START Supplied material

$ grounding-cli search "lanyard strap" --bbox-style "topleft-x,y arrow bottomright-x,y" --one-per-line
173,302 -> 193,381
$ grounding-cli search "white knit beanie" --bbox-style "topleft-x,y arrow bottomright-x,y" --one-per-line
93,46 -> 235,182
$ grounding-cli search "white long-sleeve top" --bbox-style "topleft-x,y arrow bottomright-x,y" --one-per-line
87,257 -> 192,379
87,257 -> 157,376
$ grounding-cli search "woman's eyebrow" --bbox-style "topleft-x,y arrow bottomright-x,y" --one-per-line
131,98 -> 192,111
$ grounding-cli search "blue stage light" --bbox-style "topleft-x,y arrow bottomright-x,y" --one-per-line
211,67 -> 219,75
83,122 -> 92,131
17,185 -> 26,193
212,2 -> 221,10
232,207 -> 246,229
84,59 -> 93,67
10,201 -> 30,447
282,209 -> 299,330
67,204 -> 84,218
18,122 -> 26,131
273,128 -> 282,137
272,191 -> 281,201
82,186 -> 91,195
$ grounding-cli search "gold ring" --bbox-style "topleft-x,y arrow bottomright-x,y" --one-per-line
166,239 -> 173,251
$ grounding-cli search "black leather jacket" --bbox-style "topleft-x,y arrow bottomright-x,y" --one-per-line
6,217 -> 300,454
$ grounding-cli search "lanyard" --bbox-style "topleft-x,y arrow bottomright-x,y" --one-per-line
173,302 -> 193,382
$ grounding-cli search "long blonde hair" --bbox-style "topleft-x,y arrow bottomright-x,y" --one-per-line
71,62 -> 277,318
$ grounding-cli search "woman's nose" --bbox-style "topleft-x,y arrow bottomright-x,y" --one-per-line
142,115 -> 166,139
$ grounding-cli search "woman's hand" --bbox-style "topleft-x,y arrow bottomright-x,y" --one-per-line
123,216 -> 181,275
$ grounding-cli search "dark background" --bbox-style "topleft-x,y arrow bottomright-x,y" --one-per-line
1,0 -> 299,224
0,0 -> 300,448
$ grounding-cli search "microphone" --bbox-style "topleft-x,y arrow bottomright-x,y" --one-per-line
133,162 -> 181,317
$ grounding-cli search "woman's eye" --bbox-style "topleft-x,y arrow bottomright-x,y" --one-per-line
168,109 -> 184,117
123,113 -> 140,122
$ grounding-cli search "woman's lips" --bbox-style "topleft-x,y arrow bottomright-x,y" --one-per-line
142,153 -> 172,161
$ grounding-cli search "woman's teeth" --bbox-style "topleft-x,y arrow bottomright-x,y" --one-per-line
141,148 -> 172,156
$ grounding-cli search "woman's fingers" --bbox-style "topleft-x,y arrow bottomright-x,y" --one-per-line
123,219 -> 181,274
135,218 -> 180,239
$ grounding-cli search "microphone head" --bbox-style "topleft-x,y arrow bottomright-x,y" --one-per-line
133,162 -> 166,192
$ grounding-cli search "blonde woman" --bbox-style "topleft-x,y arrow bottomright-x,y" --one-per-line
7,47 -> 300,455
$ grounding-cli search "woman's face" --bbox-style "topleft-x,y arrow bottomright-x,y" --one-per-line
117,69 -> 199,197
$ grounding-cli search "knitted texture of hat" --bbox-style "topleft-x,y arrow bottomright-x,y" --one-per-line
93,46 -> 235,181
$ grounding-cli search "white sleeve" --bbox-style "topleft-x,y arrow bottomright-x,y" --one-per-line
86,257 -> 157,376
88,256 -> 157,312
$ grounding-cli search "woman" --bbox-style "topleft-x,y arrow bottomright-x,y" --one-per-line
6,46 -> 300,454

END Supplied material

#### Assigned task
Could you copy every record above exactly as written?

#### Your solution
$ grounding-cli search "lanyard strap" --bbox-style "topleft-x,y arrow bottomright-x,y" --one-per-line
173,302 -> 193,381
$ grounding-cli search "white knit beanie" --bbox-style "topleft-x,y arrow bottomright-x,y" --one-per-line
93,46 -> 235,182
$ grounding-cli search "white long-sleeve top" --bbox-style "topleft-x,y arrow bottomright-x,y" --one-per-line
87,257 -> 192,379
87,257 -> 157,376
$ grounding-cli search "woman's eyebrow" --bbox-style "topleft-x,y arrow bottomright-x,y" --one-per-line
131,98 -> 192,111
$ grounding-cli search "blue stage light" --bbox-style "topleft-x,y arrow bottomright-x,y" --one-per-line
211,67 -> 219,75
83,122 -> 92,131
17,185 -> 26,193
212,2 -> 221,10
232,207 -> 246,229
84,59 -> 93,67
10,201 -> 30,447
282,209 -> 299,330
67,204 -> 84,218
18,122 -> 26,131
273,128 -> 282,137
272,191 -> 281,201
82,186 -> 91,195
$ grounding-cli search "gold ring" --bbox-style "topleft-x,y arrow bottomright-x,y" --one-per-line
166,239 -> 173,251
$ grounding-cli search "black leather jacket" --bbox-style "topleft-x,y arrow bottomright-x,y" --one-per-line
6,217 -> 300,454
$ grounding-cli search "lanyard" --bbox-style "topleft-x,y arrow bottomright-x,y" --one-per-line
173,302 -> 193,382
$ grounding-cli search "long blonde hair" --bbox-style "topleft-x,y arrow bottomright-x,y" --one-per-line
71,62 -> 277,318
$ grounding-cli search "woman's nose" --bbox-style "topleft-x,y arrow bottomright-x,y" --one-per-line
142,115 -> 166,139
$ grounding-cli search "woman's hand" --bbox-style "topleft-x,y arrow bottomright-x,y" --one-per-line
123,216 -> 181,275
$ grounding-cli search "dark background" --bbox-style "topleft-x,y arrow bottomright-x,y" --one-per-line
1,0 -> 299,224
0,0 -> 300,448
$ grounding-cli search "microphone" --bbox-style "topleft-x,y arrow bottomright-x,y" --one-per-line
133,162 -> 181,317
$ grounding-cli search "woman's eye" --bbox-style "topleft-x,y arrow bottomright-x,y" --one-per-line
168,109 -> 184,117
123,113 -> 140,122
$ grounding-cli search "woman's lips" --bbox-style "topleft-x,y arrow bottomright-x,y" --one-per-line
142,153 -> 172,161
$ grounding-cli search "woman's teeth" --bbox-style "topleft-x,y arrow bottomright-x,y" --one-per-line
141,148 -> 172,156
$ grounding-cli search "woman's fingers" --bbox-style "topleft-x,y arrow bottomright-x,y" --one-per-line
123,219 -> 181,274
135,218 -> 180,239
$ grounding-cli search "microphone head" --bbox-style "topleft-x,y arrow bottomright-x,y" --one-per-line
133,162 -> 166,192
$ grounding-cli search "blonde woman" --bbox-style "topleft-x,y arrow bottomright-x,y" --one-per-line
7,47 -> 300,455
$ grounding-cli search "woman's face" --bbox-style "topleft-x,y arrow bottomright-x,y" --one-per-line
117,69 -> 199,197
$ grounding-cli search "knitted texture of hat" --bbox-style "topleft-x,y arrow bottomright-x,y" --one-per-line
93,46 -> 235,181
$ grounding-cli search "white sleeve" --bbox-style "topleft-x,y arrow bottomright-x,y" --one-per-line
86,257 -> 157,376
88,256 -> 157,312
$ grounding-cli search "woman" --bbox-style "topleft-x,y arrow bottomright-x,y" --one-per-line
6,46 -> 300,454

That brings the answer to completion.